In the records below, find the line containing "column 252, row 50" and the line containing "column 4, row 138"; please repeat exactly the lines from one to the other, both included, and nothing more.

Point localization data:
# # # # #
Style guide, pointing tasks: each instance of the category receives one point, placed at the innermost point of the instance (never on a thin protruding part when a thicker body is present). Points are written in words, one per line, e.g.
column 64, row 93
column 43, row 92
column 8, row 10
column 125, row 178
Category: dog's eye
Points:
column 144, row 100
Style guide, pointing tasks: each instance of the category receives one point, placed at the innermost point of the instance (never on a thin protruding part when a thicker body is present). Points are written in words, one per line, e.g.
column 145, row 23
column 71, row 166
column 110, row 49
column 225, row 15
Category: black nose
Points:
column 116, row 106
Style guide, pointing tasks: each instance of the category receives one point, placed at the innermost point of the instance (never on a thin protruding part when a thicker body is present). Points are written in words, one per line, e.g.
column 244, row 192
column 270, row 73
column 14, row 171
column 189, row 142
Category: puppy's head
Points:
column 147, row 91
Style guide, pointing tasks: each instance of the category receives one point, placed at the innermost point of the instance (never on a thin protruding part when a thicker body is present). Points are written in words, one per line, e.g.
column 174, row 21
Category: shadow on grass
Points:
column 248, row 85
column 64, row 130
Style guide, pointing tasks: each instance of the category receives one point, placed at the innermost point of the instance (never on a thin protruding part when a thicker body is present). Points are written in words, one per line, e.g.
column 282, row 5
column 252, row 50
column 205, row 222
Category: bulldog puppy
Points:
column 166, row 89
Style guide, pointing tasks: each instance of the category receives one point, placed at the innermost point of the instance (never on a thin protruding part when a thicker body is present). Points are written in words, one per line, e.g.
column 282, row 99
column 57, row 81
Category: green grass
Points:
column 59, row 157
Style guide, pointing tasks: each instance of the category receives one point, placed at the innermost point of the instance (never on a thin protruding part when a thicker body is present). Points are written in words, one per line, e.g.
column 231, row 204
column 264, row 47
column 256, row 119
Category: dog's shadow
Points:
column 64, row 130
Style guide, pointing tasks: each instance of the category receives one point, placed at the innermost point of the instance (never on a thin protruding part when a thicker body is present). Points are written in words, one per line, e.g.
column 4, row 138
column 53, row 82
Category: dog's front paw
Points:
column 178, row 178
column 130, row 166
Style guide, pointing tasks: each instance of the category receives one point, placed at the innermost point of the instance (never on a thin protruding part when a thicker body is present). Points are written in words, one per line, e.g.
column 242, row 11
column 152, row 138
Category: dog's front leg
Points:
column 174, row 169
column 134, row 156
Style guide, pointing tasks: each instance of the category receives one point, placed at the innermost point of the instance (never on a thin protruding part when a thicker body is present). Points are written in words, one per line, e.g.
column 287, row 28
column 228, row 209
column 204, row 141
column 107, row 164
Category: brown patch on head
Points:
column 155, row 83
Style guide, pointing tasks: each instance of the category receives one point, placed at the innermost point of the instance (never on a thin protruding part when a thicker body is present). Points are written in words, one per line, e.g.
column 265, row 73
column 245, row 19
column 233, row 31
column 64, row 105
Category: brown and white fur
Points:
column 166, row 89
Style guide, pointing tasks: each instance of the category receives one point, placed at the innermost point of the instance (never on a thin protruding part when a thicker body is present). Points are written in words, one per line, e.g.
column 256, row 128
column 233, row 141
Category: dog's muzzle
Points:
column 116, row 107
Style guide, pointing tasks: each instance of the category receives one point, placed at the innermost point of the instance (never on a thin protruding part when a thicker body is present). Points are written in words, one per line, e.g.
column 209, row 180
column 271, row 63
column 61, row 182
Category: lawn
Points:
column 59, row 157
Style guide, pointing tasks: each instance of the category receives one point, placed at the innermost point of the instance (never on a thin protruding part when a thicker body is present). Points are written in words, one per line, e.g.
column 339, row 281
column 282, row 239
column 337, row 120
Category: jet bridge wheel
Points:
# # # # #
== REPLY TO THE TASK ==
column 252, row 50
column 205, row 222
Category: bulldog puppy
Points:
column 166, row 89
Style guide, pointing tasks: each instance of the category receives one point, placed at the innermost point of the instance (never on a thin protruding part when a thicker body is present). Points are written in words, one per line, e.g.
column 282, row 99
column 57, row 81
Category: green grass
Points:
column 59, row 157
Style guide, pointing tasks: each instance of the category receives one point, placed at the innermost point of the instance (never on a thin protruding part when a thicker body is present). Points are written in words, one per line, e.g.
column 231, row 204
column 264, row 47
column 256, row 119
Category: dog's shadow
Points:
column 64, row 130
Style guide, pointing tasks: each instance of the category receives one point, placed at the innermost point of the instance (never on a thin protruding part when a thicker body is present). Points are written in words, one per line, e.g.
column 4, row 138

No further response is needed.